▸ **Data entries**:
* BEGIN *

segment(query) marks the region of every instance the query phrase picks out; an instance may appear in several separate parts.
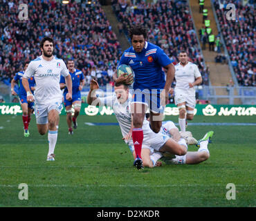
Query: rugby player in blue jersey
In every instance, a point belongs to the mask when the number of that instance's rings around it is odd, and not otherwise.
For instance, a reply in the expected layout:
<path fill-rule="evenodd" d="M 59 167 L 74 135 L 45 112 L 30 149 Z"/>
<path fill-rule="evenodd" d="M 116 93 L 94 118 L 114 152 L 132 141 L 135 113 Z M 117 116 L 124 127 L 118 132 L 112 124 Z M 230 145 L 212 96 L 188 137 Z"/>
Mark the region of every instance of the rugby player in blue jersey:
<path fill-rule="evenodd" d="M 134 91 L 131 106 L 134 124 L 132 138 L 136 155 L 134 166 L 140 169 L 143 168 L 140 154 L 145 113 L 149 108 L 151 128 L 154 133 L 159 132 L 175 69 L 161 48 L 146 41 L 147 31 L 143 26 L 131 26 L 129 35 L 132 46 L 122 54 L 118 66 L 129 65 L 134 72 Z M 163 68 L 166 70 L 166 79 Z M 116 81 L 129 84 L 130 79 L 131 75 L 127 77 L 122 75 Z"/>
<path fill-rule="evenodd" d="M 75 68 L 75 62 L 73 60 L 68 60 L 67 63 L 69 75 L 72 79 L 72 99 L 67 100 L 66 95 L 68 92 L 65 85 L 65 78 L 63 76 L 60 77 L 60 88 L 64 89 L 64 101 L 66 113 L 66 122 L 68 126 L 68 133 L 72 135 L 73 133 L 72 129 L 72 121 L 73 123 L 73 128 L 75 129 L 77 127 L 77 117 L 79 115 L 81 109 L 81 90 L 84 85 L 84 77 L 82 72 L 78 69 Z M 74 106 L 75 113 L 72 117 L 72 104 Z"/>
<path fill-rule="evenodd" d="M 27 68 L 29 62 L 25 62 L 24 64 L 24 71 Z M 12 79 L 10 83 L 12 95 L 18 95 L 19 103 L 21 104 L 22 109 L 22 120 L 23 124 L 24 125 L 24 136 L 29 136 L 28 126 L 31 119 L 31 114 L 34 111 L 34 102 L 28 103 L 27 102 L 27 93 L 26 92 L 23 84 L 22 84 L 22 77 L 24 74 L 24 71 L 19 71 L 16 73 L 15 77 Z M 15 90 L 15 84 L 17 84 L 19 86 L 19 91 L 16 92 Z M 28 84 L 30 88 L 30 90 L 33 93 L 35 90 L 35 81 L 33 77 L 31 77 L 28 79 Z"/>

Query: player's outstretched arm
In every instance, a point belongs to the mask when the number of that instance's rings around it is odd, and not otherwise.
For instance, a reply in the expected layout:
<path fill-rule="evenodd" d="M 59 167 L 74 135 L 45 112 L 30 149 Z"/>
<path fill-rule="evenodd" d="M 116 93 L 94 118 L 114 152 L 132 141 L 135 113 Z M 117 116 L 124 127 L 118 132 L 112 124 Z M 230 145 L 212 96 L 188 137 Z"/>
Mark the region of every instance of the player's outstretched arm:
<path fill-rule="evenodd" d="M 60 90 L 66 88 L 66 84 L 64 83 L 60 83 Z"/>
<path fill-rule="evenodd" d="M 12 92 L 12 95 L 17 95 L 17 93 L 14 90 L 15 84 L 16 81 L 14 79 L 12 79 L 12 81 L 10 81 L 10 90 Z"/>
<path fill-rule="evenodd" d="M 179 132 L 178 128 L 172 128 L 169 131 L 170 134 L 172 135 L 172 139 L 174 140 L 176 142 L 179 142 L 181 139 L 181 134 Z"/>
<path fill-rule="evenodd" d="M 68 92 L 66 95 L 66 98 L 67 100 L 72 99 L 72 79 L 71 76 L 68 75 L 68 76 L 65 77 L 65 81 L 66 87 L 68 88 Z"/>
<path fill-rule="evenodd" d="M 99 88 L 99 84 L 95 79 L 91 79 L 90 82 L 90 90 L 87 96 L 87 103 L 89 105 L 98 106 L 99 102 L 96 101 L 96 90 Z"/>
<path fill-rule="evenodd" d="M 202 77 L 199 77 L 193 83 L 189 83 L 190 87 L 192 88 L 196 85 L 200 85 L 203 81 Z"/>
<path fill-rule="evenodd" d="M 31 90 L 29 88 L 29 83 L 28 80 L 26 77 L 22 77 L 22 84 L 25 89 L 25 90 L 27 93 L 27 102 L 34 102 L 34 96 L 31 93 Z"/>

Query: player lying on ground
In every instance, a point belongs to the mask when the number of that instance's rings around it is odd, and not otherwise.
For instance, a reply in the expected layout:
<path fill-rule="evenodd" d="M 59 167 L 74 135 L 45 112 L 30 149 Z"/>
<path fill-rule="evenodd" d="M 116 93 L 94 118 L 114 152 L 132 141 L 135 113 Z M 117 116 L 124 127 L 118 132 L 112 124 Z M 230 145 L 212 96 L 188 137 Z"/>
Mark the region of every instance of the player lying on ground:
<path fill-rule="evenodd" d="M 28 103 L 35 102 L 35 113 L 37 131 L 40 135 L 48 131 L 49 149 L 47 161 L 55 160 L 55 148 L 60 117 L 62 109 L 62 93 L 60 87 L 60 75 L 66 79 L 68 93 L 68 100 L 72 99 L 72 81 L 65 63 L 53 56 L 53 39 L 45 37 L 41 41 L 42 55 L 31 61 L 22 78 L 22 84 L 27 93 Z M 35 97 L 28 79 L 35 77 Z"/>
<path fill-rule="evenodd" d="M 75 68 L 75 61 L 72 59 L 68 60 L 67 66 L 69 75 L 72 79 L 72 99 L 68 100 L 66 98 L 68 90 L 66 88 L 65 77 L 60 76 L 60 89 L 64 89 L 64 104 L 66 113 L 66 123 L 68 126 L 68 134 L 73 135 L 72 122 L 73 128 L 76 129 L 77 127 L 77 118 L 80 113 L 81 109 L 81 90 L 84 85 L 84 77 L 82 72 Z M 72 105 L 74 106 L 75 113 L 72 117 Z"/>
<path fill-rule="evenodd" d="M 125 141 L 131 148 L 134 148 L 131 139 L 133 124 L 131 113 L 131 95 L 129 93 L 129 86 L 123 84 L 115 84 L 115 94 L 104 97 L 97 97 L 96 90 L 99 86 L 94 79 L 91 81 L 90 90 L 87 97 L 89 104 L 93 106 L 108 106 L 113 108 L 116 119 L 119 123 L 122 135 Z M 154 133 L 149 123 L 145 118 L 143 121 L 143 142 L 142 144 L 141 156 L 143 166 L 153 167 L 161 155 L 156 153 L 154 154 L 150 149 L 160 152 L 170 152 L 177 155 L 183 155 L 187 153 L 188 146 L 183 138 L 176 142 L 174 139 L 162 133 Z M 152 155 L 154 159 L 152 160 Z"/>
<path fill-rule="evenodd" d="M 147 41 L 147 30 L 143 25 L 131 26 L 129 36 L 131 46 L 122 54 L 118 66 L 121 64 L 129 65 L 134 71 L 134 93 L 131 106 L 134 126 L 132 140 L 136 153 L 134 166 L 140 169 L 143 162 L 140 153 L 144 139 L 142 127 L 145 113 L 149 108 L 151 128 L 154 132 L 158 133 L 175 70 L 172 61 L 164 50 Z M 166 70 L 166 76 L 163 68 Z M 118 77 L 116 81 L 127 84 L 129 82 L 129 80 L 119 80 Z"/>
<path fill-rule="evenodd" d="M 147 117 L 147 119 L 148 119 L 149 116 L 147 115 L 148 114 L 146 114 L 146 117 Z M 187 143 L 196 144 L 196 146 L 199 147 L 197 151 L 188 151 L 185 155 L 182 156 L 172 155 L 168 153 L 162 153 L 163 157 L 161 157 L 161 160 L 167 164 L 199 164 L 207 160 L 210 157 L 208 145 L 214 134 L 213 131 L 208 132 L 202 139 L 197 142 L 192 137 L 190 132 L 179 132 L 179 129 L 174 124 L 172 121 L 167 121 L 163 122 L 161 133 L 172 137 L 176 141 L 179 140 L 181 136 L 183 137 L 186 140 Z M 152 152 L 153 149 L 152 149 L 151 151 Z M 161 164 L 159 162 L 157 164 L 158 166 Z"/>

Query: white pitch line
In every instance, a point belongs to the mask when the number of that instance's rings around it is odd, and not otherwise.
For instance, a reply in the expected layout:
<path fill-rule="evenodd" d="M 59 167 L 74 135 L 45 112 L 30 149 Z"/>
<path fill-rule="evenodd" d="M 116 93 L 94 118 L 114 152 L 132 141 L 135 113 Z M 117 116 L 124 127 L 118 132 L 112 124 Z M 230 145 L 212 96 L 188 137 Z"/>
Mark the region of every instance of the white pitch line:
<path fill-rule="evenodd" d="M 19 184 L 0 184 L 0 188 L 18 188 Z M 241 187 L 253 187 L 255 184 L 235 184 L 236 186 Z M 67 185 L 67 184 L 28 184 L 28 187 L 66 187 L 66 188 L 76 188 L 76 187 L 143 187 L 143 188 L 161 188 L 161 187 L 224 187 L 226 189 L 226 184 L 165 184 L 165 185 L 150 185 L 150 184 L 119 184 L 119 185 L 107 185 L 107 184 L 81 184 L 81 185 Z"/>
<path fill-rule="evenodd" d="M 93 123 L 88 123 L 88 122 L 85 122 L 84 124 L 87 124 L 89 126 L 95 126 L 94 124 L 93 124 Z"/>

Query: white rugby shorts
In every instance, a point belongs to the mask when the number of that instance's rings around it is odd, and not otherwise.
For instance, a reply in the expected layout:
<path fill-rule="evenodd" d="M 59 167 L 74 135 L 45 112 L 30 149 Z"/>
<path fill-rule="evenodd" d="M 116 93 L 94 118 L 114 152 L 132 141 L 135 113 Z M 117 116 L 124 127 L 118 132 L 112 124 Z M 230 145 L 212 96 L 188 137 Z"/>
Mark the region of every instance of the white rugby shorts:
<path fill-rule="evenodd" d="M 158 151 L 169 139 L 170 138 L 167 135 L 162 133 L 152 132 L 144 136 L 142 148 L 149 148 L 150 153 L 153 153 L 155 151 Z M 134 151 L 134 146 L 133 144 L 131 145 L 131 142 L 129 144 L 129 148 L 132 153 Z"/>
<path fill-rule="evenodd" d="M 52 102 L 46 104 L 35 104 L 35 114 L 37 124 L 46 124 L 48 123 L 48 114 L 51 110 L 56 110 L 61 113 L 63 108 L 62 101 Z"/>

* END *

▸ **Goal of the exercise**:
Arrange the material as a numbered list, from its first line through the line that contains "Query: rugby player in blue jersey", with both ends included and blank lines dropped. Leave the pictures out of the list.

▸ **Final answer**:
1. segment(query) marks the region of every instance the query phrase picks out; an instance may appear in several separate parts.
2. Query: rugby player in blue jersey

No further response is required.